What you need to do:
Revise the items from the line with "dense vegetation present." through the end of the items, replacing "concrete bridge" with "steel bridge" and leaving everything else unchanged.

## Start The records

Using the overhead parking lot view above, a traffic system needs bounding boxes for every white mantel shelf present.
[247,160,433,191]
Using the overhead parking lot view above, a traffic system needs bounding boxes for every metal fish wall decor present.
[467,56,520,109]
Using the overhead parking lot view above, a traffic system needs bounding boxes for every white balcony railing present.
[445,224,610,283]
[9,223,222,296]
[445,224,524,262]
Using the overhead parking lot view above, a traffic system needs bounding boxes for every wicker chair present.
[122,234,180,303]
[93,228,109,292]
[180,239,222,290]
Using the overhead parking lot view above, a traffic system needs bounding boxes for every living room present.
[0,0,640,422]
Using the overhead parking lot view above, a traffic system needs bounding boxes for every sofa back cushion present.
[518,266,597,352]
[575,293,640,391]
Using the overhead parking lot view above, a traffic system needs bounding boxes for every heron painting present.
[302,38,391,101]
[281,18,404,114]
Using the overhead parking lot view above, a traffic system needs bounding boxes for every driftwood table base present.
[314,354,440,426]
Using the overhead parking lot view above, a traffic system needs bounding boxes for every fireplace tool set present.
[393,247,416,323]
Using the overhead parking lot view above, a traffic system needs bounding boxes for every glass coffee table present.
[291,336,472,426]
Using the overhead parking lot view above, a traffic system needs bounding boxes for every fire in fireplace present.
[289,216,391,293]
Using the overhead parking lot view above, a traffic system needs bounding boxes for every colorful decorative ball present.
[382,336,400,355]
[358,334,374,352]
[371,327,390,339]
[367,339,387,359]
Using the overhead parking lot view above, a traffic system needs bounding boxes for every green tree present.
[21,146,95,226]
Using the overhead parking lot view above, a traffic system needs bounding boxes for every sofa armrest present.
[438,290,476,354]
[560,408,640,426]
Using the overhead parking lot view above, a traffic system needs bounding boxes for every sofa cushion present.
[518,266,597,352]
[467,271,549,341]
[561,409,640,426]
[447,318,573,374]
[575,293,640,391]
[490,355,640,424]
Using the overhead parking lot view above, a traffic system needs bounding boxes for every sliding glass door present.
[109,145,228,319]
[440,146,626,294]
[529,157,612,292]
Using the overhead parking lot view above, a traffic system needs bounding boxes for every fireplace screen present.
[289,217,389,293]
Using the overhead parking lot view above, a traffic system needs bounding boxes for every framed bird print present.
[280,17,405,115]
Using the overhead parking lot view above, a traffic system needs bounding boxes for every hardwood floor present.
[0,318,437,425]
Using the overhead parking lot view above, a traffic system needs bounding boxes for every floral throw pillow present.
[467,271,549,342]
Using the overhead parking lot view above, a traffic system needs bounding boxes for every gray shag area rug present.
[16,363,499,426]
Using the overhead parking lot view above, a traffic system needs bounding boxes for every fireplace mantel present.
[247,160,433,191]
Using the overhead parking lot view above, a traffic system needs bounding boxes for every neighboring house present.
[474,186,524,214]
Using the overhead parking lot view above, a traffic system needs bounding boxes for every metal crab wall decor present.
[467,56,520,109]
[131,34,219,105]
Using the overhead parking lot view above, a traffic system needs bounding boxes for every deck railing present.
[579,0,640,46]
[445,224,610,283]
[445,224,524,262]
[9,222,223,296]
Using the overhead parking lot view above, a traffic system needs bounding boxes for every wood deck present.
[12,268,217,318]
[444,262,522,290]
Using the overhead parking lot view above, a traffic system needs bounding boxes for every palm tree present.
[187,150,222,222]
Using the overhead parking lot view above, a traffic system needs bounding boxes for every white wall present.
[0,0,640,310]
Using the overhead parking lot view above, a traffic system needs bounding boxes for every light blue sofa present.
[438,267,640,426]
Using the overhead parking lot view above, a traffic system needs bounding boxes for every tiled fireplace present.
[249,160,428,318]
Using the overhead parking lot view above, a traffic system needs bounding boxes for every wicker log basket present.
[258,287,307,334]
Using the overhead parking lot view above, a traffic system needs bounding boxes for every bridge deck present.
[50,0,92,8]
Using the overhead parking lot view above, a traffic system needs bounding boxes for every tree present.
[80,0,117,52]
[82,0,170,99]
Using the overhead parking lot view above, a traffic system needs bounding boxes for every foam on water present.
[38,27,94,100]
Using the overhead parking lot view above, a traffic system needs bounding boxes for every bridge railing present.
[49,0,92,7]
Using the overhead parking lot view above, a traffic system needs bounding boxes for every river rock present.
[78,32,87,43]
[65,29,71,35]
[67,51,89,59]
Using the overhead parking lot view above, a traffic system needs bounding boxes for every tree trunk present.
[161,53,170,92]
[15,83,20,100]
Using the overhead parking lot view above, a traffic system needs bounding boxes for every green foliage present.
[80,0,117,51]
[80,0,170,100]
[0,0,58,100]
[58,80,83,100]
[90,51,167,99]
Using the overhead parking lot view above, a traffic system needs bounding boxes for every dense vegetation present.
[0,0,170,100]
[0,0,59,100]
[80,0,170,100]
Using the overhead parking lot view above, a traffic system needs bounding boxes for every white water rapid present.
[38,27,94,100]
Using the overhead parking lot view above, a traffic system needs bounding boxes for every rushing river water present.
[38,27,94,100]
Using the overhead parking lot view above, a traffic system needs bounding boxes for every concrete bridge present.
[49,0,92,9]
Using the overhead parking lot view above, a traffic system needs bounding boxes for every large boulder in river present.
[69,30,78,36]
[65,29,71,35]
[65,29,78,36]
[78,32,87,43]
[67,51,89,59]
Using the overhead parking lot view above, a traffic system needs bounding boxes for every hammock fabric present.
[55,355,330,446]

## End The records

Output for this task:
Using the overhead parking lot view above, a traffic system needs bounding boxes for every dense vegetation present.
[0,0,170,100]
[0,0,59,100]
[80,0,170,100]
Using the overhead parking lot view above, a traffic system needs bounding boxes for every white water rapid present.
[38,27,94,100]
Using the overhead parking lot view above, a traffic system needs bounding boxes for every rushing river water present.
[38,27,94,100]
Using the overhead parking lot view above, a traffic system needs bounding boxes for every steel bridge present.
[49,0,92,9]
Using the overhead parking lot view above, a traffic system needs bounding boxes for every large boulder in river present.
[69,30,78,36]
[65,29,71,35]
[65,29,78,36]
[78,32,87,43]
[67,51,89,59]
Using the overhead parking lot view above, a traffic system needs bounding boxes for every hammock fabric present.
[55,355,330,446]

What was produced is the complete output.